* [Extrait]:
10 septembre 2019, Toronto : Le Prix de musique Polaris et Music Canada annoncent le retour du Programme de développement de la communauté Polaris. Lancé en 2018, ce programme s’associe chaque année avec des organismes musicaux canadiens sans but lucratif pour appuyer et favoriser le développement de la communauté musicale en éliminant les obstacles auxquels font face les créateurs de musique engagés, les entrepreneurs et les artisans du changement.

Les participants de 2019 sont tous des organismes sans but lucratif qui contribuent à l’amélioration de l’équité et de la représentation au sein de la communauté musicale par le biais de la programmation.

Chaque organisation participante recevra des billets offerts par Music Canada pour le Gala du Prix de musique Polaris qu’elle distribuera à des personnes qui ont un impact direct ou participent activement à la programmation musicale de leur organisation. Le programme comporte également la possibilité, pour les participants, de découvrir les coulisses de la production du Gala et de rencontrer le personnel du Prix de musique Polaris ainsi que des représentants des médias et d’autres membres de la communauté avant l’événement.

Entrées sur la localisation d'objets nommés
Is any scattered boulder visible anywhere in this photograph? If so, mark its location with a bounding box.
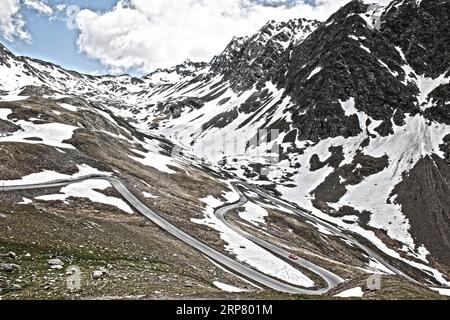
[6,251,17,260]
[92,269,108,280]
[48,259,64,270]
[0,263,20,272]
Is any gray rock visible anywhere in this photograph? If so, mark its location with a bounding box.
[0,263,20,272]
[48,259,64,270]
[92,270,108,280]
[7,251,17,260]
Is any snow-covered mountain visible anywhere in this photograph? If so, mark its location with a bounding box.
[0,0,450,284]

* [Consigne]: Mets à jour l'extrait sur le programme Polaris en le recopiant à partir de « Les participants de » et jusqu'à « communauté avant l’événement. », avec « laissez-passer » à la place de « billets ».

* [Corrigé]:
Les participants de 2019 sont tous des organismes sans but lucratif qui contribuent à l’amélioration de l’équité et de la représentation au sein de la communauté musicale par le biais de la programmation.

Chaque organisation participante recevra des laissez-passer offerts par Music Canada pour le Gala du Prix de musique Polaris qu’elle distribuera à des personnes qui ont un impact direct ou participent activement à la programmation musicale de leur organisation. Le programme comporte également la possibilité, pour les participants, de découvrir les coulisses de la production du Gala et de rencontrer le personnel du Prix de musique Polaris ainsi que des représentants des médias et d’autres membres de la communauté avant l’événement.